Segment Start: DATA FOR THIS TASK

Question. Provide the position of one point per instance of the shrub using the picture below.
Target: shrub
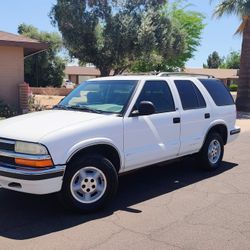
(233, 87)
(6, 111)
(35, 105)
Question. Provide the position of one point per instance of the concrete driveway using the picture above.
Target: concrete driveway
(177, 206)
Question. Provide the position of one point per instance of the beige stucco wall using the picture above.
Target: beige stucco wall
(11, 74)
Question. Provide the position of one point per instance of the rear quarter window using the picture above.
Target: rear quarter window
(218, 91)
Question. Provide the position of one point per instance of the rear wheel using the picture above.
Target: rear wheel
(211, 154)
(89, 183)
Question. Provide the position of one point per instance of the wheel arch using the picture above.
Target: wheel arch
(105, 149)
(221, 129)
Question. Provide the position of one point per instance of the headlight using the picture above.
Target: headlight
(30, 148)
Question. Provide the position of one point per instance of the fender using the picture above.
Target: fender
(212, 124)
(93, 142)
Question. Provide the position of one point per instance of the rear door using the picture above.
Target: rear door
(195, 116)
(152, 138)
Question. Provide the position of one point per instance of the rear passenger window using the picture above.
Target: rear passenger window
(191, 97)
(159, 93)
(218, 92)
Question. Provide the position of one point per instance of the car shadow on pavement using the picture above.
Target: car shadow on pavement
(24, 216)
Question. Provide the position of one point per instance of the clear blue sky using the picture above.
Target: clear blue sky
(217, 35)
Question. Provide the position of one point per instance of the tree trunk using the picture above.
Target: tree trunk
(243, 95)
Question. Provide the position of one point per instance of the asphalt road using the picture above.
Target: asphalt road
(177, 206)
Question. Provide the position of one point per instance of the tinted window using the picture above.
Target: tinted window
(159, 94)
(191, 97)
(218, 92)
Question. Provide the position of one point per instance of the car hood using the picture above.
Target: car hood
(35, 126)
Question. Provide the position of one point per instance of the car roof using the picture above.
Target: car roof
(142, 77)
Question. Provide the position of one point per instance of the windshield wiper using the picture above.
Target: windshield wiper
(84, 108)
(60, 106)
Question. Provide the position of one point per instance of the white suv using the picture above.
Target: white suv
(111, 125)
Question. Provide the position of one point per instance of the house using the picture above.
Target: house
(13, 50)
(79, 74)
(228, 76)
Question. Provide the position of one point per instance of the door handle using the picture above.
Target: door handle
(207, 116)
(176, 120)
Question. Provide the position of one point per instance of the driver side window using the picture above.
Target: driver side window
(159, 93)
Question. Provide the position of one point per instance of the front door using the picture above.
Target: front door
(152, 138)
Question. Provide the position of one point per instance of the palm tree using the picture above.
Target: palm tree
(240, 8)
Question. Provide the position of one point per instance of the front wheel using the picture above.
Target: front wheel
(211, 154)
(89, 183)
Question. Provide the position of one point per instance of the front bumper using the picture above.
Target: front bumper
(30, 180)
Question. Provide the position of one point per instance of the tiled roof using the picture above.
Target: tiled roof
(83, 71)
(217, 73)
(30, 45)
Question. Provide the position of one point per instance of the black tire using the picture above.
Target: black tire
(203, 156)
(111, 177)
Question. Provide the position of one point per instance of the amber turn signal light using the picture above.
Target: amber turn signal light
(34, 163)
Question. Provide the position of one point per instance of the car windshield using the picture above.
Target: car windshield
(102, 96)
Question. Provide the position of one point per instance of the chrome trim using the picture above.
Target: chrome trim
(29, 172)
(7, 141)
(6, 153)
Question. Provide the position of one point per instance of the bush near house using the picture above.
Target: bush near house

Segment End: DATA FOR THIS TASK

WHAT YOU SHOULD DO → Scan the records for lines with the word "near". Report how many, with no other words.

ANSWER TO THE EXERCISE → 2